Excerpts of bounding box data
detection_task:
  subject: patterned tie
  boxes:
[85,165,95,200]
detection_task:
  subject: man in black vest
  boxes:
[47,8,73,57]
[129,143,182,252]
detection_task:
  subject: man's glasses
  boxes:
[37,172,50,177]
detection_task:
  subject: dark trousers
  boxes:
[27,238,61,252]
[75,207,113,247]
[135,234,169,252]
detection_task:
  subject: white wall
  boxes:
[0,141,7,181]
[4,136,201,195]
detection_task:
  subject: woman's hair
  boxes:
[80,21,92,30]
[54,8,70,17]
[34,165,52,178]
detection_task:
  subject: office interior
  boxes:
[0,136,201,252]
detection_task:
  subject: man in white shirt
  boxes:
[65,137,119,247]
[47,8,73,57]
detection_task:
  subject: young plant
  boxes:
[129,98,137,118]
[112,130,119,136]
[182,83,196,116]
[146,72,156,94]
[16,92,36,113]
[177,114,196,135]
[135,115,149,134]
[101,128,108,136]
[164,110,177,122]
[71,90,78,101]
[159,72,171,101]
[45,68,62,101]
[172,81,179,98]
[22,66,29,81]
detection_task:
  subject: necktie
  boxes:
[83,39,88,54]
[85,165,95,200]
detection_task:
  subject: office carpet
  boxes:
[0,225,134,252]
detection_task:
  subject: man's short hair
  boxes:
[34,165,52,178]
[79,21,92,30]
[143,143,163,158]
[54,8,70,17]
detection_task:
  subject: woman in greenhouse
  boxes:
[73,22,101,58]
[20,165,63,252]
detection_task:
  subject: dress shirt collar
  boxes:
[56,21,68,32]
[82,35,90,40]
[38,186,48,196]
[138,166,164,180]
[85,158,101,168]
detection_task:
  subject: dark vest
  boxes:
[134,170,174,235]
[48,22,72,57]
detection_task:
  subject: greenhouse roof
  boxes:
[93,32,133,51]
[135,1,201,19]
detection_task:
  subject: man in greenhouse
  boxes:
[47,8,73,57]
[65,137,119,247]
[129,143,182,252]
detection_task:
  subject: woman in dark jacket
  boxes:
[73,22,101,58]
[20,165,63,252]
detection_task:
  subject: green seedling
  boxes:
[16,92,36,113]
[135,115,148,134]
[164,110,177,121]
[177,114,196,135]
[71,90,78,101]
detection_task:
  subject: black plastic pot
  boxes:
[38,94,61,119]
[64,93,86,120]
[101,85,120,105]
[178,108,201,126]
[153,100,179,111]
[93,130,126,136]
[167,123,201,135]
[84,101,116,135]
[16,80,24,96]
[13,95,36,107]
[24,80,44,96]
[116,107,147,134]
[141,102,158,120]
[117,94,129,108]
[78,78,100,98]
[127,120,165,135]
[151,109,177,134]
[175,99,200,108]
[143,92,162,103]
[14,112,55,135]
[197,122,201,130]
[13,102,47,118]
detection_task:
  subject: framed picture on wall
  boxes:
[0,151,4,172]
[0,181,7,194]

# Directive
Which lines in the rows above contain the word "black" with matching case? Copy out every such line.

# Task answer
  subject: man in black vest
  subject: black plastic pot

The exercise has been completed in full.